### WHAT TO PRODUCE
Starting at the line that contains "# point at: burned tank" and continuing through the final line, rewrite these lines with "sky" renamed to "cloud cover" and everything else left unchanged.

### DATA TO PROCESS

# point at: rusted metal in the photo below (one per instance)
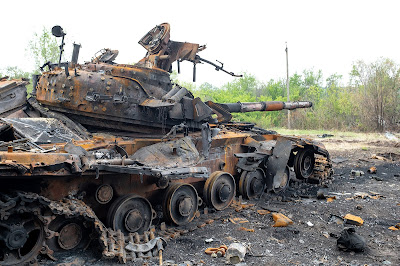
(103, 149)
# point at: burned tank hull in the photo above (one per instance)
(107, 151)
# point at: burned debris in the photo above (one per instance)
(89, 154)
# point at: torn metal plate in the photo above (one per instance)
(42, 130)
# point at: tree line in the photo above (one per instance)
(369, 100)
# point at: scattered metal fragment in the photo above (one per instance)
(349, 240)
(235, 253)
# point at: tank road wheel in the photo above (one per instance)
(252, 184)
(130, 213)
(219, 190)
(284, 182)
(71, 234)
(21, 239)
(304, 163)
(181, 203)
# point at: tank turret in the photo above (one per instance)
(141, 97)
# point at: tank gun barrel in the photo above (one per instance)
(240, 107)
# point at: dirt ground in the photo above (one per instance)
(311, 239)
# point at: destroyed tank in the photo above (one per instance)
(109, 151)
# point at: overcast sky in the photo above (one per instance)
(245, 35)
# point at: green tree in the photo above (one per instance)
(378, 92)
(43, 47)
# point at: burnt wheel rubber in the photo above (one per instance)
(219, 190)
(21, 239)
(72, 233)
(130, 213)
(284, 182)
(304, 163)
(252, 184)
(181, 203)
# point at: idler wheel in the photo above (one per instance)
(104, 194)
(71, 233)
(252, 184)
(181, 203)
(21, 239)
(283, 183)
(130, 213)
(304, 163)
(219, 190)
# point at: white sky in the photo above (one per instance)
(245, 35)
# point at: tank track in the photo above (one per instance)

### EXPECTED ANSWER
# point at: burned tank hull in the photo above (one per instance)
(107, 151)
# point at: burned debris in the photo above (one per instance)
(89, 154)
# point at: torn metal plate in the photo above (one per instance)
(42, 130)
# point at: tree line in the photo above (one per instance)
(369, 100)
# point at: scattered metal fragment in the photo above (one per instance)
(349, 240)
(235, 253)
# point at: tank road wheel in the photo above (one per instance)
(252, 184)
(130, 213)
(219, 190)
(284, 182)
(71, 234)
(21, 239)
(304, 163)
(181, 203)
# point at: tank turret in the photo above (one per instance)
(141, 97)
# point at: tank gun barrel in the photo above (one per instance)
(240, 107)
# point at: dirt ground in the photo above (one per instance)
(311, 239)
# point at: destroyed tank in the photo above (one per instance)
(109, 151)
# point at: overcast cloud cover in the photo above (one per instance)
(245, 35)
# point at: green tree in the photo above (one per instance)
(378, 92)
(43, 47)
# point at: burnt wheel rubber in the photo above (one per instance)
(219, 190)
(21, 239)
(72, 233)
(130, 213)
(284, 182)
(304, 163)
(252, 184)
(181, 203)
# point at: idler wheel in the photo above (one per instance)
(104, 194)
(71, 233)
(252, 184)
(181, 203)
(21, 239)
(283, 183)
(130, 213)
(304, 163)
(219, 190)
# point at: white cloud cover in the photo above (one per instance)
(245, 35)
# point at: tank track in the photo above (one per instance)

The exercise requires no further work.